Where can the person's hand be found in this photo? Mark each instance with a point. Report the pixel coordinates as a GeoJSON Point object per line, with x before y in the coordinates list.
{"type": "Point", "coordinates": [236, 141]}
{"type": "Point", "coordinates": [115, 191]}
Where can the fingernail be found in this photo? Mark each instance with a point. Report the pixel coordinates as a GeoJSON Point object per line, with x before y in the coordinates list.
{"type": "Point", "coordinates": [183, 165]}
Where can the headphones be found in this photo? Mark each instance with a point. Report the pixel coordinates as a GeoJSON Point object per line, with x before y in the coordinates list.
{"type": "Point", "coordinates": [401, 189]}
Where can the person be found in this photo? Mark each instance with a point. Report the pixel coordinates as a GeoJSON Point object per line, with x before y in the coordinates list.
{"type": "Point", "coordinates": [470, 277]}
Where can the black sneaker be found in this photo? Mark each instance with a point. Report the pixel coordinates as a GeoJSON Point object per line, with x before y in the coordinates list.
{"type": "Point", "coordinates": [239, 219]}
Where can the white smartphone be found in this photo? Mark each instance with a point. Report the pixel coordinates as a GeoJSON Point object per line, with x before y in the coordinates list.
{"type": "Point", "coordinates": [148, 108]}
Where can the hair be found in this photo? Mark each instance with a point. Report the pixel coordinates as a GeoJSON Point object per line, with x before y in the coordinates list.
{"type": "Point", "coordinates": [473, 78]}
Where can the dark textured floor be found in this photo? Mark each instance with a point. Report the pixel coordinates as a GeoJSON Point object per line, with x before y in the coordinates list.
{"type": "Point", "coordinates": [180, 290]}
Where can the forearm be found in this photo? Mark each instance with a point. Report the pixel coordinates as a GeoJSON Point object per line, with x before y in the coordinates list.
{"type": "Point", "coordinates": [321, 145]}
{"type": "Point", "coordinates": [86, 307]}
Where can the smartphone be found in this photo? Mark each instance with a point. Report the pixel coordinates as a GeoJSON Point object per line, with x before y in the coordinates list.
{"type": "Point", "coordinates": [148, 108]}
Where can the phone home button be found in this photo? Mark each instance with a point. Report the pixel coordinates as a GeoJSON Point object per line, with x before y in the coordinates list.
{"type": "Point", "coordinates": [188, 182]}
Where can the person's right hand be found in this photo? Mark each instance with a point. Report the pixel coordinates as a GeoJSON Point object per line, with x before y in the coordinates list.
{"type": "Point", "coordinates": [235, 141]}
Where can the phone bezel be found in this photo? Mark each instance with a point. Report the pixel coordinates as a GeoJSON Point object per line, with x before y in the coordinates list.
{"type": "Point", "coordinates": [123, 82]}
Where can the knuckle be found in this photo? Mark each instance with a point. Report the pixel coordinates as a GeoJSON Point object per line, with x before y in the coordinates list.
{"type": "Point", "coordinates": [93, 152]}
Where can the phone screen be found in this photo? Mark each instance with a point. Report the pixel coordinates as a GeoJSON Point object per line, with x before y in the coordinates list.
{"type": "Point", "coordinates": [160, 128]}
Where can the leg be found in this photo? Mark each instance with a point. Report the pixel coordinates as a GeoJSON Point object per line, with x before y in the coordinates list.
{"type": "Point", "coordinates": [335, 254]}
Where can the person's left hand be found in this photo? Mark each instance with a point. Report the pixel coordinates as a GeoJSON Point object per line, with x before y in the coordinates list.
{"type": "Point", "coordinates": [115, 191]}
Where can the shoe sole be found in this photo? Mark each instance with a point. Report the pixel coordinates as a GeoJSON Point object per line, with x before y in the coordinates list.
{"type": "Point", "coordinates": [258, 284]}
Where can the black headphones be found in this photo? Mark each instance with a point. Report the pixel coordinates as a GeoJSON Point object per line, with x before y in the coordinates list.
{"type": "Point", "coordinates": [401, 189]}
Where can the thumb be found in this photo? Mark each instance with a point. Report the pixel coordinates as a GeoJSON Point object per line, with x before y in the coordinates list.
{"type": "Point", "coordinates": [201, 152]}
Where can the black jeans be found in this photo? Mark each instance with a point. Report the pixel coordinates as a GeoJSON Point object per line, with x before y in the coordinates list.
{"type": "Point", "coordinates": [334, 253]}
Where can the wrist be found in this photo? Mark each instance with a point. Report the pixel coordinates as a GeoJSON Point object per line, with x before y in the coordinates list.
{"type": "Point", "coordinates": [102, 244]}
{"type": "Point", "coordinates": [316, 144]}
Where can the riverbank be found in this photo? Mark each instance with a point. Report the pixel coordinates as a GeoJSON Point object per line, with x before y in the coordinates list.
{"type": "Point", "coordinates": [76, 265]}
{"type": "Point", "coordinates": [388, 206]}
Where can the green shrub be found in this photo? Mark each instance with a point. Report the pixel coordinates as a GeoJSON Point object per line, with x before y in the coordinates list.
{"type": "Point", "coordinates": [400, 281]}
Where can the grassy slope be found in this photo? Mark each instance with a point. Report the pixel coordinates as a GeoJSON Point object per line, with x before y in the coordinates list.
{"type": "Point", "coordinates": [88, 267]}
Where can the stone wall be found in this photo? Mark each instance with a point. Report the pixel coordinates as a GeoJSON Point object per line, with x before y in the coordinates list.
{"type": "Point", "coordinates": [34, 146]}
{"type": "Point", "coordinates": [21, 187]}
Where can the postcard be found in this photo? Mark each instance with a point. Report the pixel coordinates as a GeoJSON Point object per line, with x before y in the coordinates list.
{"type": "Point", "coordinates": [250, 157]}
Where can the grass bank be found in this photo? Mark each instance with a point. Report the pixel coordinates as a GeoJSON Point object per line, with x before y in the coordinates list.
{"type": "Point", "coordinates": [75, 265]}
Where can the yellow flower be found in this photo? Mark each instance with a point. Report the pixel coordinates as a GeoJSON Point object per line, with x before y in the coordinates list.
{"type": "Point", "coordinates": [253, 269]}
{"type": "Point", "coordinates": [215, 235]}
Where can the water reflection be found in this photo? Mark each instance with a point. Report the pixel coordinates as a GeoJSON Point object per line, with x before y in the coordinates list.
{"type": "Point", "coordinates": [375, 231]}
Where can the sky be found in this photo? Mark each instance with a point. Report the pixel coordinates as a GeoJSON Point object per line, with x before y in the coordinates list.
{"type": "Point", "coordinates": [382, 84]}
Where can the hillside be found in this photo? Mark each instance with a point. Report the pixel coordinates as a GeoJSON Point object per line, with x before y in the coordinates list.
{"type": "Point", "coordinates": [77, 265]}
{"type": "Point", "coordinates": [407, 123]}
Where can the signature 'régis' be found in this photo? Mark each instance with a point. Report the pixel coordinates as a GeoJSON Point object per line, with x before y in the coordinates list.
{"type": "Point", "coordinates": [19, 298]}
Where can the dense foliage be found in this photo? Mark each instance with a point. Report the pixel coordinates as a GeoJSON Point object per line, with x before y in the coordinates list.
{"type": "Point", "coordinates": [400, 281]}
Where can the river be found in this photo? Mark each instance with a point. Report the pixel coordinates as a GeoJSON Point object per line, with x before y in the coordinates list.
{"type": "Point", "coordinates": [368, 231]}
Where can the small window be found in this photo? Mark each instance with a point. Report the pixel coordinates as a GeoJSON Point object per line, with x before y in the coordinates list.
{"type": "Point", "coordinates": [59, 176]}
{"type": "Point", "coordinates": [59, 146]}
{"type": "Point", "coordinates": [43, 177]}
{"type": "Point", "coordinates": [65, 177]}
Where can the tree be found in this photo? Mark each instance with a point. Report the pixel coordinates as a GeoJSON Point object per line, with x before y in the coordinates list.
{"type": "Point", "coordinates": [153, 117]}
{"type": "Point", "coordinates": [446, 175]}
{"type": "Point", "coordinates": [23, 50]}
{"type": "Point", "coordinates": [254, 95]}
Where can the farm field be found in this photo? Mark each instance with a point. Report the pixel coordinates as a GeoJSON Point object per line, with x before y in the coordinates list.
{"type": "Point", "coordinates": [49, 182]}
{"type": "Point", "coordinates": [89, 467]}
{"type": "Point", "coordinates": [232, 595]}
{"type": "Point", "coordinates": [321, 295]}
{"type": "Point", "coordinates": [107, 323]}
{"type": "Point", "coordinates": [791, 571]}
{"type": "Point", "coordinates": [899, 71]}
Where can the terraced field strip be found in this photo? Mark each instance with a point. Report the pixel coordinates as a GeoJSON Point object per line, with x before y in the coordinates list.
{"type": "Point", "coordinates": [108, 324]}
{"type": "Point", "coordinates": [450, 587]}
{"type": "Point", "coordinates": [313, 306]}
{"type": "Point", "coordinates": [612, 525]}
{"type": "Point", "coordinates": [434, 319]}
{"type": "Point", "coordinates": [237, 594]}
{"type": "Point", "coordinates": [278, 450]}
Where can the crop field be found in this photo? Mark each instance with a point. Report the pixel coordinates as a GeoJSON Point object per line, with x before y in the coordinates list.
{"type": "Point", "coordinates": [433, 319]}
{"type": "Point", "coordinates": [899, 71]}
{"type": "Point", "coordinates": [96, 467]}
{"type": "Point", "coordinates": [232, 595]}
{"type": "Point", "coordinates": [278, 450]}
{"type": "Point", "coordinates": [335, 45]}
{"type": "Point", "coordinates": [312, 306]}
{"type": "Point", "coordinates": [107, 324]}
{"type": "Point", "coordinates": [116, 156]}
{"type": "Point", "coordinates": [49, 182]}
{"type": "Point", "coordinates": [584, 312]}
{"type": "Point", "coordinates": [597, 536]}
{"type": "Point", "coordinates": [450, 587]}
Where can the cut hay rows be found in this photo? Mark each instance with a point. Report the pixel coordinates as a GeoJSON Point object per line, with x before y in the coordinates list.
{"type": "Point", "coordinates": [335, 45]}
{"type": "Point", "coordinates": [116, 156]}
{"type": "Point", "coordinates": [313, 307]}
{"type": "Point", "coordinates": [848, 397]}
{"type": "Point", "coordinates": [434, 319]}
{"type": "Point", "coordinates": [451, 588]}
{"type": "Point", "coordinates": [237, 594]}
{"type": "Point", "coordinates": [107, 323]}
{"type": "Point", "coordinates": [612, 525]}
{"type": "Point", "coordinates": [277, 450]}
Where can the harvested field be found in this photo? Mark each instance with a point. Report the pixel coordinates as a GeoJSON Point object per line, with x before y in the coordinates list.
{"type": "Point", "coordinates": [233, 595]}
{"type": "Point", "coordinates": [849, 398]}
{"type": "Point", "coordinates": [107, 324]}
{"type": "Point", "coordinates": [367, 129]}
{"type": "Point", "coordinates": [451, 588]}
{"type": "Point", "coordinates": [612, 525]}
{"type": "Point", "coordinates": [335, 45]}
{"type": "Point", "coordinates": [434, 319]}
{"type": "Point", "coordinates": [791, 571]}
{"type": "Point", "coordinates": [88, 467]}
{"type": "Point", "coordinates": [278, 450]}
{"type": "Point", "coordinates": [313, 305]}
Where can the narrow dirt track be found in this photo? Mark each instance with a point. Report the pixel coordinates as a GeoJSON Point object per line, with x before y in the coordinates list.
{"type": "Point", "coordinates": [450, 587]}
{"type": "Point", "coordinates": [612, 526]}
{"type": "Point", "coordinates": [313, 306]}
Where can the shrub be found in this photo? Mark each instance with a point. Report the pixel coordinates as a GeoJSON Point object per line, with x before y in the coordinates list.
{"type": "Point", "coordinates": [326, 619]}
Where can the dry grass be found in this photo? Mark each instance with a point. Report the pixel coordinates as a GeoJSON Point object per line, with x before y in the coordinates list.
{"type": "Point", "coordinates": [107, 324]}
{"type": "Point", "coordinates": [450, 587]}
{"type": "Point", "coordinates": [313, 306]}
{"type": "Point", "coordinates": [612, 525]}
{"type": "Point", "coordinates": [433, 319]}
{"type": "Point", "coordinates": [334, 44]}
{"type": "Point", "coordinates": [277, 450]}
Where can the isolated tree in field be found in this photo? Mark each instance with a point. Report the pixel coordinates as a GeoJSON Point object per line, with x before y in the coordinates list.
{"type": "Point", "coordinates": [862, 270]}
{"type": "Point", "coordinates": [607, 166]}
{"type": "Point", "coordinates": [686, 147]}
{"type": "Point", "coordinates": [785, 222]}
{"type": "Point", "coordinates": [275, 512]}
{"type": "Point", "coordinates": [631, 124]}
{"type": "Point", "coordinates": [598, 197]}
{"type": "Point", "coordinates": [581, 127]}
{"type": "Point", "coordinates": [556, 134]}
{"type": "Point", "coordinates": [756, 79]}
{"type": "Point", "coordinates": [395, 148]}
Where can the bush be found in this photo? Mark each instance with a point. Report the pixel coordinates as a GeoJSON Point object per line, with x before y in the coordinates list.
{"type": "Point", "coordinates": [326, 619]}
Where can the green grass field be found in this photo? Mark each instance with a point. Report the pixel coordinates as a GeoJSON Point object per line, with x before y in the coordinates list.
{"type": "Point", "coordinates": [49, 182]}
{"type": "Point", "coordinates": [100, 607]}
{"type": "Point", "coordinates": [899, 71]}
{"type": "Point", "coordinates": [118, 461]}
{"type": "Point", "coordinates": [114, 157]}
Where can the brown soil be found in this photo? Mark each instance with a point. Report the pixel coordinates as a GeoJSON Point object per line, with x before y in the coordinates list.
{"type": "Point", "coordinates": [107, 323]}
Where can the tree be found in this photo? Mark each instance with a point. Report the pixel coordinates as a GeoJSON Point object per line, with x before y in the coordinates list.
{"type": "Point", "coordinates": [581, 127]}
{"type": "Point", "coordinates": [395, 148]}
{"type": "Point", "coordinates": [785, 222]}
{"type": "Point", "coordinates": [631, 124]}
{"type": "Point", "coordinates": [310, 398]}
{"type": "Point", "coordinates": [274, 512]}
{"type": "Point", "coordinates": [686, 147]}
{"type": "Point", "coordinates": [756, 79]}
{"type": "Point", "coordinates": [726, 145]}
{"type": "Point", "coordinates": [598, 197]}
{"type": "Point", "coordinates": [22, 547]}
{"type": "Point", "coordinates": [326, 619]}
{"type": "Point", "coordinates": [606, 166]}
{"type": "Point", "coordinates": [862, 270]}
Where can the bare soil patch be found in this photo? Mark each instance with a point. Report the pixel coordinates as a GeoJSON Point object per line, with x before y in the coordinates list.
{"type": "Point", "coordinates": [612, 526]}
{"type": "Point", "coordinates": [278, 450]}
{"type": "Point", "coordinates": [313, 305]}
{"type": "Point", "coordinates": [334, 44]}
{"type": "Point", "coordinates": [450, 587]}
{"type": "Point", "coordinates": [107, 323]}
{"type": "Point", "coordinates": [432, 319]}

> **Task instructions**
Starting with the line that contains "Where can the bare", write out each line through the end of the listing, exactly as it appears, and include nothing else.

> **Result of this exercise**
Where can the bare soil patch be found in this photo? Mark each instance with a point. Report the pixel coordinates as a GeoJSON Point object per line, with x before y in the coordinates list.
{"type": "Point", "coordinates": [612, 526]}
{"type": "Point", "coordinates": [278, 450]}
{"type": "Point", "coordinates": [313, 305]}
{"type": "Point", "coordinates": [334, 44]}
{"type": "Point", "coordinates": [450, 587]}
{"type": "Point", "coordinates": [107, 323]}
{"type": "Point", "coordinates": [432, 319]}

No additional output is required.